### WORK INSTRUCTIONS
Transcribe all of the material that follows, reproducing every line verbatim and without alteration.

================

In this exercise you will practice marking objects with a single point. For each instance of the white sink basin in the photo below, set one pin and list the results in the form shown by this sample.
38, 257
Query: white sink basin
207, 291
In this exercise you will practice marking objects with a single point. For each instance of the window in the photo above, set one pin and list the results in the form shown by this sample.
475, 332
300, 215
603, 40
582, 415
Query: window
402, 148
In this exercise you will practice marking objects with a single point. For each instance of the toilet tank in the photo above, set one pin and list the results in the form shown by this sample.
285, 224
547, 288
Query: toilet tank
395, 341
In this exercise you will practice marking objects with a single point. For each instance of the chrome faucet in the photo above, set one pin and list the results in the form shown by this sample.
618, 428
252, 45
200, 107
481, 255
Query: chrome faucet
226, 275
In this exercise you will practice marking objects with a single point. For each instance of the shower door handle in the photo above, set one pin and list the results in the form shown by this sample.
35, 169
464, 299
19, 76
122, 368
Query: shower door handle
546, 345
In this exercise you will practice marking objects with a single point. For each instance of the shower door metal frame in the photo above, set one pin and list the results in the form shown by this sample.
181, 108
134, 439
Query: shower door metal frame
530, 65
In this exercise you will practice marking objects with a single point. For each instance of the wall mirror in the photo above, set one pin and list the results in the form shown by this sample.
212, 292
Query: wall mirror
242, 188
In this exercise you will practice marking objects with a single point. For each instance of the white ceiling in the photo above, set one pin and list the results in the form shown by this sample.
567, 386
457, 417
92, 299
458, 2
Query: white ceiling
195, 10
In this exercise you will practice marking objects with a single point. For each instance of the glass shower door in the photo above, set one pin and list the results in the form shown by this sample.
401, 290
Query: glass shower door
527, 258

================

### REPLY
In this exercise you will practice marking objects with a single point. For each instance of the white sink basin in the photo below, set one pin and list the results in the form shown by this sample.
38, 257
Query: white sink basin
207, 291
In this exercise you will practice marking objects with a single point. For each instance of the window in the photo above, set one pin and list the results in the form shown by this sample.
475, 332
300, 215
603, 40
582, 415
Query: window
402, 148
In this exercise you will practice marking objects with a single point. For each instance of the toilet tank in the photo above, set one pin and list the results in the form shown by this sample.
285, 224
547, 288
Query: toilet tank
395, 341
In this exercise you will practice marking objects with a single point. For each instance of the chrome faucet in the photo above, set one pin and list the results in the form shown by this sample.
618, 428
252, 45
200, 107
481, 255
Query: chrome faucet
226, 275
In this exercise you will practice marking objects with a single point. For each instance of the shower door handle in the photo above, set one pin and list the results in the form shown by this sample.
35, 169
464, 299
19, 76
122, 368
Query: shower door handle
546, 345
In this exercise you will practice marking objects with a single point. For each instance of the shower door metal frame in the photo above, set one pin and list the results in the form shown by this sample.
181, 108
134, 439
Query: shower door metal frame
530, 65
In this exercise you will practice marking objects with a single point. For each instance of the wall mirror in the photo above, set one pin and list the results in the form shown by this sample.
212, 292
Query: wall mirror
242, 188
In this exercise you will practice marking objects with a single point. For each instance of the white ceiling in the photo above, set one pin and list the results in the form shown by this sample.
567, 386
457, 417
92, 299
458, 2
Query: white ceiling
195, 10
In this exercise you will practice marking objects with a single point. For each instance of the glass shower door in the photo above, set one pin and list the results in the form shown by this sample.
401, 290
Query: glass shower door
527, 258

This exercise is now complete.